Referring expression pointing data
☆ ☆ ☆ ☆
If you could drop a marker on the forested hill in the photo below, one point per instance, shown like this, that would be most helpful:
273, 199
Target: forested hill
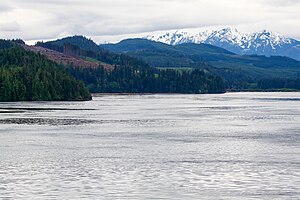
227, 64
27, 76
131, 75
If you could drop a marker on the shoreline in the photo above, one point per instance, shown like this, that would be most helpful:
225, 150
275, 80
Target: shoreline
229, 91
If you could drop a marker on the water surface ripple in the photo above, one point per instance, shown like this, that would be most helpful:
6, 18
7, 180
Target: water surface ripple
225, 146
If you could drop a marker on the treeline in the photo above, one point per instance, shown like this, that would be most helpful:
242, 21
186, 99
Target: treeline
88, 49
124, 79
26, 76
278, 83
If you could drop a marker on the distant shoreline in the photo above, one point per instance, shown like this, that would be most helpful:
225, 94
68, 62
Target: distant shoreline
229, 91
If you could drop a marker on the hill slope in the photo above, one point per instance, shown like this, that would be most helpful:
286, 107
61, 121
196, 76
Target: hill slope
260, 43
193, 55
26, 76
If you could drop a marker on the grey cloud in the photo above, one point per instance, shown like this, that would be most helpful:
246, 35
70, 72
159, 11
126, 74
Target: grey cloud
☆ ☆ ☆ ☆
Exercise instructions - The copy must match every line of the data exactly and contain no pictures.

Answer box -
If you could drop a marker on the forested hill in the photo below, one point per instance, shown like this, that would be most helpful:
273, 199
Target: forested hill
227, 64
27, 76
131, 75
If you could drop a marker on the shoreline in the photo above, one point per instance, shown like this, that would be most helpful:
225, 150
275, 80
Target: shoreline
229, 91
If you could drop a marker on the water surface ripple in the photo above, one point per instance, shown like this, that would be most helpful:
6, 18
7, 180
Target: water surface ripple
225, 146
If you could drop a marker on the treeline in the photo above, one point per instance, shown like this, that would be most helpful:
242, 21
186, 99
Target: treeline
88, 49
124, 79
26, 76
278, 83
If you could drop a marker on the distant shoreline in the photo above, one point per instance, shown like this, that would be most helpful:
225, 94
68, 62
Target: distant shoreline
229, 91
If you could drop a marker on the hill slope in the photo above, one point per instance, shown like this, that would be most helpful:
286, 107
61, 121
196, 76
Target: hill slope
260, 43
193, 55
26, 76
If you could drop a marker on the grey cloud in the photo above, one point per instance, shown like this, that would be most helpful:
246, 35
70, 72
159, 11
126, 74
Target: grey cloud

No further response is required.